__Brief__:
Extract the data exactly, missing nothing.

### Data for this task

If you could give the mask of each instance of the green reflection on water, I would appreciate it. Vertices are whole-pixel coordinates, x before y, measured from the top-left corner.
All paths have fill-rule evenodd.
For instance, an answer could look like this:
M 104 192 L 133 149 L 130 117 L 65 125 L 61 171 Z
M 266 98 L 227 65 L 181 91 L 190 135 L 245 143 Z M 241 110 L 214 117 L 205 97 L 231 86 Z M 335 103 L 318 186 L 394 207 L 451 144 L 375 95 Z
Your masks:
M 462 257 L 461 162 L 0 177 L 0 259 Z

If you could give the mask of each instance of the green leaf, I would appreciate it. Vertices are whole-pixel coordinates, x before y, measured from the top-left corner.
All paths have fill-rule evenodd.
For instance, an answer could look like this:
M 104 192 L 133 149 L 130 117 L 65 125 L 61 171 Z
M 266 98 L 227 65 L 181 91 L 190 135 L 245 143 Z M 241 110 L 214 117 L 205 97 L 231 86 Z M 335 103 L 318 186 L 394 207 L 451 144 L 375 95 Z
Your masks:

######

__Result of this task__:
If you could give the mask of each instance of the green reflection on water, I would appreciate it. Vertices are whole-pixel coordinates, x before y, measured from the top-left corner.
All paths have fill-rule evenodd.
For instance, an answer could look like this:
M 104 192 L 133 149 L 130 117 L 65 125 L 61 171 Z
M 266 98 L 227 65 L 181 91 L 190 135 L 245 143 Z M 241 110 L 214 117 L 205 97 L 231 86 Z M 335 103 L 318 186 L 394 207 L 451 144 L 375 95 Z
Your masks:
M 462 257 L 461 162 L 0 177 L 0 259 Z

If you could give the mask of each instance of the green leaf, I would appreciate it. Vertices are whole-pixel coordinates, x before y, measured from the top-left corner.
All paths have fill-rule evenodd.
For instance, an answer could look like this:
M 104 192 L 133 149 L 130 117 L 65 125 L 61 171 Z
M 266 98 L 227 65 L 181 91 L 190 135 L 245 143 Z M 241 110 L 214 117 L 205 97 L 231 86 Z M 335 103 L 318 186 L 394 207 L 451 144 L 375 95 Z
Your masks:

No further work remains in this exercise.